> [YOUR INSTRUCTIONS] Could you give every line below as a JSON list of strings, one string per line, with blank lines and the pictures left out?

──────── INPUT DATA

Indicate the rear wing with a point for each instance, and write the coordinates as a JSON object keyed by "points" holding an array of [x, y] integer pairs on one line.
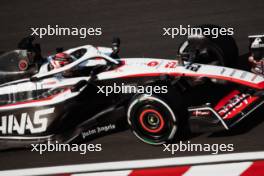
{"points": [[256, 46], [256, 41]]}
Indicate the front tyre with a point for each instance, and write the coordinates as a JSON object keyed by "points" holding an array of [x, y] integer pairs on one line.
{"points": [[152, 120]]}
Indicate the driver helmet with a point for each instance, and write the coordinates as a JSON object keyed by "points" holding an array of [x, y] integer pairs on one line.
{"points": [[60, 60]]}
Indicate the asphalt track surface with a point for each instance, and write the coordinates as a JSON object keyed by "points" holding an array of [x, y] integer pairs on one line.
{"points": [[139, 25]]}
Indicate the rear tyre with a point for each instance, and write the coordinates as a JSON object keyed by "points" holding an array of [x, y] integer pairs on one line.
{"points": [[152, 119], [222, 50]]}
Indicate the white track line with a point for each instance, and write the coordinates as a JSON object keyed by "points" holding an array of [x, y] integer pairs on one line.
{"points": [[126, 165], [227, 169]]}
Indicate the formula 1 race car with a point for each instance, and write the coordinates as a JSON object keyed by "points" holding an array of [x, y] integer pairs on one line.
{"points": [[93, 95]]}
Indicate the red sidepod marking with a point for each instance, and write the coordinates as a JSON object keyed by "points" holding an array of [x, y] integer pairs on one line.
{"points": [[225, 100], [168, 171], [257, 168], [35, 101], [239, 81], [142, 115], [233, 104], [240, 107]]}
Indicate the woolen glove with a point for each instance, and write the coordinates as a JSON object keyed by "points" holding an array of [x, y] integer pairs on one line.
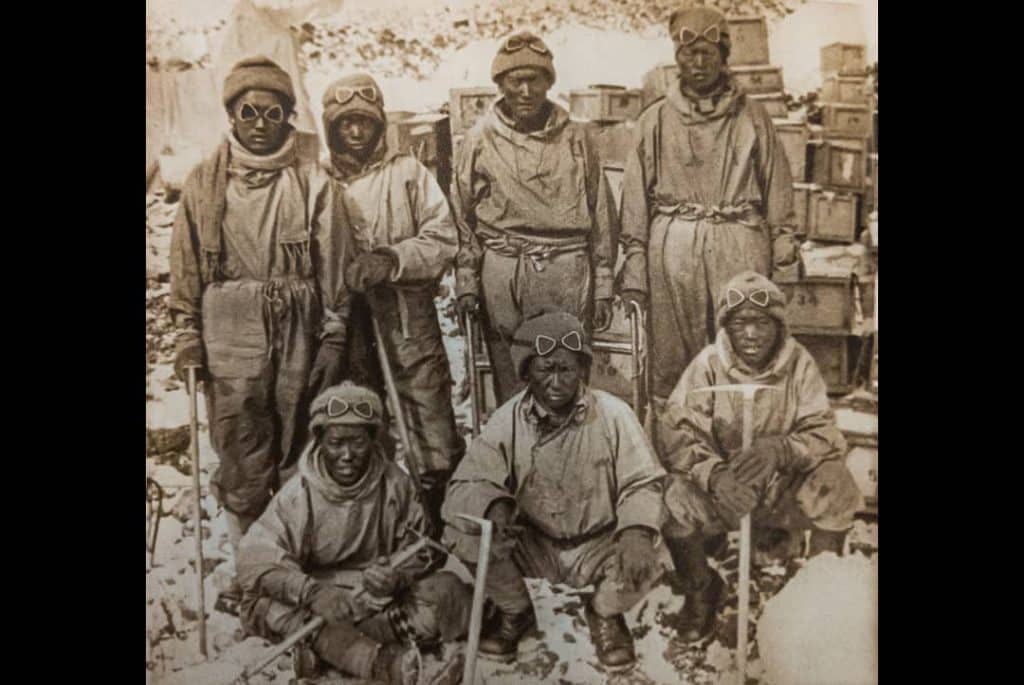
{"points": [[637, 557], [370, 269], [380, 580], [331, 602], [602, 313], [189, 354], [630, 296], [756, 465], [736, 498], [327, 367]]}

────────────────

> [TASK RESULT]
[
  "Indicate the rear wing with a point for each instance, and write the coordinates as a JSON object keyed by \"points\" holding an array of [x, y] integer pairs on one line.",
  "{\"points\": [[256, 46], [256, 41]]}",
  "Indicate the front tyre with a point for each instance, and write the coordinates as a JSON object keyed by \"points\" holding an array of [x, y] integer pairs on one line.",
  "{\"points\": [[152, 120]]}",
  "Indicate the driver helmet with a point for each instance, and write the coordinates as a JSON object keyed by \"points\" holding an array of [x, y] integer pairs on one line.",
  "{\"points\": [[60, 60]]}",
  "Indicate the asphalt track surface with a point for each instance, and write the coordinates as a JSON object keyed by \"points\" holding an array of [x, y] integer pairs on one line.",
  "{\"points\": [[139, 25]]}",
  "Indicate the rear tyre with a point for each instance, and write the coordinates as a JSON object keyed by \"points\" holding an array of [x, y] integer pairs on one line.",
  "{\"points\": [[152, 119], [222, 50]]}",
  "Indicate the white track line with a point for each instance, and write the coordinates as a JSON object keyed by \"points\" holding an array of [x, y] integer pairs on one line.",
  "{\"points\": [[126, 165], [227, 169]]}",
  "Indicate the formula 1 race car with a point for each instance, and write the coordinates as a JSON object keyed by \"points\" holding an array of [x, y] integer pairs on one line.",
  "{\"points\": [[93, 95]]}",
  "Indicate the red sidepod marking with a point for each instance, and write the coordinates as a JSON object keyed by \"points\" holding an array of [x, y] integer pairs on one line.",
  "{\"points\": [[225, 100], [168, 171], [257, 168], [35, 101], [239, 81], [142, 115], [233, 104], [240, 107]]}",
  "Indicate the woolen glove with a point for each instance, and write the coordinates as a JSON object keyed by \"points\" holding an array of [x, y] integer pairs on one line.",
  "{\"points\": [[637, 557], [370, 269], [380, 580], [331, 602], [602, 313], [189, 354], [630, 296], [756, 465], [736, 498], [327, 367]]}"
]